• [DATA FOR REVIEW]:
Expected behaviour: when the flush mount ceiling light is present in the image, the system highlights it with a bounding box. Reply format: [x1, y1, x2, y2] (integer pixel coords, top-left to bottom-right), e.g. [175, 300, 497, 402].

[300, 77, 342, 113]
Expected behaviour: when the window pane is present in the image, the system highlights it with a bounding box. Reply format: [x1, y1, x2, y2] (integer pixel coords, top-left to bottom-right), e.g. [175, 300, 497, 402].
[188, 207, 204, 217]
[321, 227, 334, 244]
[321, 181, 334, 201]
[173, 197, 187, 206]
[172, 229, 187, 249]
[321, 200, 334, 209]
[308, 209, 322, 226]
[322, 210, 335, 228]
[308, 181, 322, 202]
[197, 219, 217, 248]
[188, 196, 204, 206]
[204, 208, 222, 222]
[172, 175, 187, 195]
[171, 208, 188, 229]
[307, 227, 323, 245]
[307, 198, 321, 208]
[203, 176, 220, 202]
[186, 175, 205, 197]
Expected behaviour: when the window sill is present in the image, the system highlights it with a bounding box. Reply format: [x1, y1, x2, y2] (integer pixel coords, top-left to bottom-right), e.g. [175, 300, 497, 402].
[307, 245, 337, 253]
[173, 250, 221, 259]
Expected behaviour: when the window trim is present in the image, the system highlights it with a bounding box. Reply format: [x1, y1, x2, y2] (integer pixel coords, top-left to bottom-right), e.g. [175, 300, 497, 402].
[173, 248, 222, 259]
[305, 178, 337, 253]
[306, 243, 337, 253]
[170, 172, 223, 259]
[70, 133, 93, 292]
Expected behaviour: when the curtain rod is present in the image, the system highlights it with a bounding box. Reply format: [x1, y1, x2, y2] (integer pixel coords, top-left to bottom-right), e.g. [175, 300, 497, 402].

• [WHAT IS REQUIRED]: Give the data again. Keep every line identical.

• [WRITTEN ANSWER]:
Expected behaviour: when the flush mount ceiling light is present in the image, the system highlights it with a bounding box. Reply format: [x1, y1, x2, y2] (integer pixel coords, top-left to bottom-right), e.g. [175, 300, 497, 402].

[300, 77, 342, 113]
Expected behaviour: when the window pane is present in the image, the system highlights it with a bounding box. Reply format: [x1, y1, x2, y2] (integer pixel coords, top-left to bottom-right), e.g. [175, 300, 497, 402].
[188, 207, 204, 217]
[321, 227, 334, 244]
[321, 181, 334, 201]
[173, 197, 187, 206]
[172, 229, 187, 249]
[321, 200, 334, 209]
[308, 209, 322, 226]
[322, 210, 335, 228]
[308, 181, 322, 202]
[197, 219, 217, 248]
[188, 196, 204, 206]
[204, 208, 222, 222]
[172, 175, 187, 195]
[171, 208, 188, 229]
[307, 227, 323, 245]
[307, 198, 321, 208]
[203, 176, 220, 202]
[186, 175, 205, 197]
Expected behaviour: when the window sill is present in the image, the system highlights it with a bounding box. Reply format: [x1, y1, x2, y2] (integer pixel coords, top-left to bottom-right), e.g. [175, 300, 497, 402].
[307, 245, 337, 253]
[173, 250, 221, 259]
Expected behaviour: when the window trim is present in the image, the system highlights it with a bounding box. Reply format: [x1, y1, x2, y2] (integer pixel coords, top-left to bottom-right), e.g. [175, 300, 497, 402].
[173, 248, 222, 259]
[305, 178, 337, 253]
[306, 243, 337, 253]
[170, 172, 223, 259]
[70, 133, 93, 292]
Expected behaviour: when the curtain rod is present in the image, the system highlights it with a bounding box. Reply format: [x1, y1, x2, y2] (integer pixel coords, top-left to bottom-right), e.g. [175, 300, 497, 402].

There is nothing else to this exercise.